_Task to complete_
Copy everything from the line containing "the wooden gate" down to the end of the listing, changing "migration tally" to "site survey" and leaving all else as it is.

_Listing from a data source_
-- START --

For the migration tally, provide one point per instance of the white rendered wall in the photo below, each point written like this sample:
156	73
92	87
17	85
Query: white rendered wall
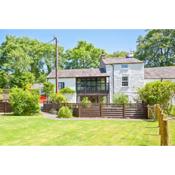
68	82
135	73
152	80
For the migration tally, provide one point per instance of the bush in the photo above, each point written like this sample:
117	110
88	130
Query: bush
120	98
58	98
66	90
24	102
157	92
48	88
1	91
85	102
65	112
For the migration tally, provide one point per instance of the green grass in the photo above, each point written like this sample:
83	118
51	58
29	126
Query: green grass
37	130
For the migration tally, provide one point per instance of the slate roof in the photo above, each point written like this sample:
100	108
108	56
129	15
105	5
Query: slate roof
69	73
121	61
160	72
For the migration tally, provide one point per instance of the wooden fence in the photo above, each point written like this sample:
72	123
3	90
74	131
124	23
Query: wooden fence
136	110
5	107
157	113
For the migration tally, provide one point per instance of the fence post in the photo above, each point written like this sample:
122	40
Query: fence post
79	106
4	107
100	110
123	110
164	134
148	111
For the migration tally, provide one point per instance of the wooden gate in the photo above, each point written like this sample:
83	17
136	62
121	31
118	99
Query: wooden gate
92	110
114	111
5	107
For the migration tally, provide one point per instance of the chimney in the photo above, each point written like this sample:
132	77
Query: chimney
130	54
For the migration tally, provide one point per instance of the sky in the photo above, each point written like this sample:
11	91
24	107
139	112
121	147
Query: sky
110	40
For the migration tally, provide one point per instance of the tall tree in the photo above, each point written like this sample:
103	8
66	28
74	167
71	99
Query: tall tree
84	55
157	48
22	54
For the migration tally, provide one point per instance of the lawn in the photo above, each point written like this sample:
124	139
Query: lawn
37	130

-- END --

_Full response_
For the site survey, provide one point per instance of the wooden gate in the photo above, each point written like this sample:
83	17
136	62
121	31
118	99
Query: wooden gate
92	110
114	111
5	107
For the site survey, provide one point per instance of the chimney in the photo above, each point written like this sample:
132	77
Query: chimney
130	54
For the site survey, provide one point per instance of the sky in the photo above, each point written like this sample:
11	91
24	107
139	112
121	147
Query: sky
110	40
For the site survey, provide one point per instance of the tall tree in the photo above, each point written like this sample:
103	8
66	28
74	167
71	99
Query: tall tree
84	55
157	48
22	54
For the site survey, provide one point per instance of the lawn in the photo above, each point written like this sample:
124	139
Query: lawn
37	130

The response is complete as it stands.